• _SUPPLIED RECORDS_
* * *
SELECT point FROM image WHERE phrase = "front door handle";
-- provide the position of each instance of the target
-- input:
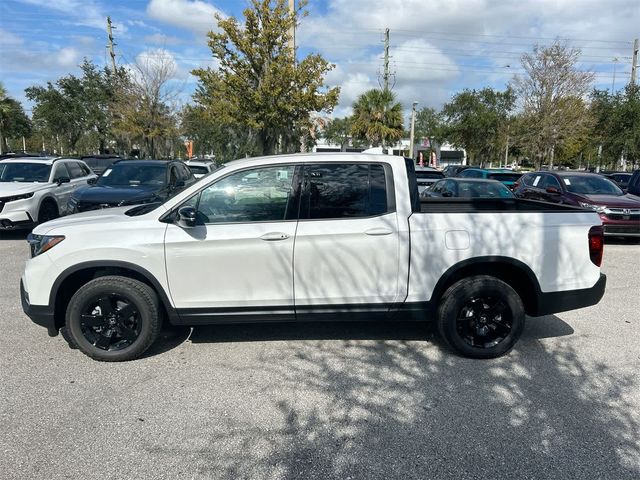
(379, 231)
(274, 236)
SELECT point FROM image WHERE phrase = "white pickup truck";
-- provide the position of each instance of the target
(307, 237)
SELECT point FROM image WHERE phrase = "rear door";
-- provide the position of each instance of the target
(347, 241)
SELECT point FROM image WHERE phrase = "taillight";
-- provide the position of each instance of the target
(596, 244)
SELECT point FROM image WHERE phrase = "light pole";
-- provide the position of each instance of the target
(413, 126)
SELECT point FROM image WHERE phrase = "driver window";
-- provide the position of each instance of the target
(257, 195)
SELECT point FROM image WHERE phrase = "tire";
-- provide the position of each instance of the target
(481, 317)
(48, 211)
(114, 319)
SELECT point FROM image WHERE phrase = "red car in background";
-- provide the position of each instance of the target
(620, 212)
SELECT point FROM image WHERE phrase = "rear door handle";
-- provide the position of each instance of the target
(379, 231)
(274, 236)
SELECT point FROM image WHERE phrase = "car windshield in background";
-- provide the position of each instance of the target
(429, 175)
(505, 177)
(590, 185)
(24, 172)
(198, 170)
(133, 175)
(483, 190)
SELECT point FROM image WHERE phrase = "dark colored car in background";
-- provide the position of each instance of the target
(132, 182)
(425, 176)
(507, 177)
(467, 188)
(454, 170)
(620, 178)
(620, 212)
(99, 163)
* * *
• _WORK TO BE COMPLETED_
The result should be a verbatim copy of the data, free of pictures.

• _SOLUTION TO THIS TASK_
SELECT point FROM image WHERE phrase = "front door handle";
-- provide the position of each instance of the target
-- input:
(379, 231)
(274, 236)
SELECT point FROM image WHERE phrase = "white pickup truck";
-- provide the position of each instance of the target
(307, 237)
SELECT point FROM image WHERE phrase = "rear door";
-- provide the position of each instance of the target
(347, 241)
SELECT point FROM image WHERE phrase = "taillight";
-- provide the position of each instance of the target
(596, 244)
SELECT point FROM image WHERE phrase = "light pole";
-- provide the position of each instance of the target
(413, 126)
SELECT point FROM image WHERE phrase = "driver window";
-- provide the position of each instance of the target
(257, 195)
SELECT point FROM image WHERE phrase = "tire";
-- provide the position of each instance of the target
(481, 317)
(48, 211)
(114, 319)
SELECT point FROM image WHERE phrase = "red car in background";
-- provide the position of each instance of the target
(620, 212)
SELECT point FROM image WHERE phrase = "rear door handle";
-- provide the position of each instance of the target
(379, 231)
(274, 236)
SELECT point FROM image WHERE phrase = "car windshield in background";
-- provide the position of each instance of the target
(429, 175)
(505, 177)
(590, 185)
(24, 172)
(198, 170)
(133, 175)
(483, 190)
SELECT point FROM image WHERE phrase = "dark colored car in background";
-- provide the position of each instance of the target
(132, 182)
(425, 176)
(507, 177)
(467, 188)
(454, 170)
(620, 178)
(620, 212)
(99, 163)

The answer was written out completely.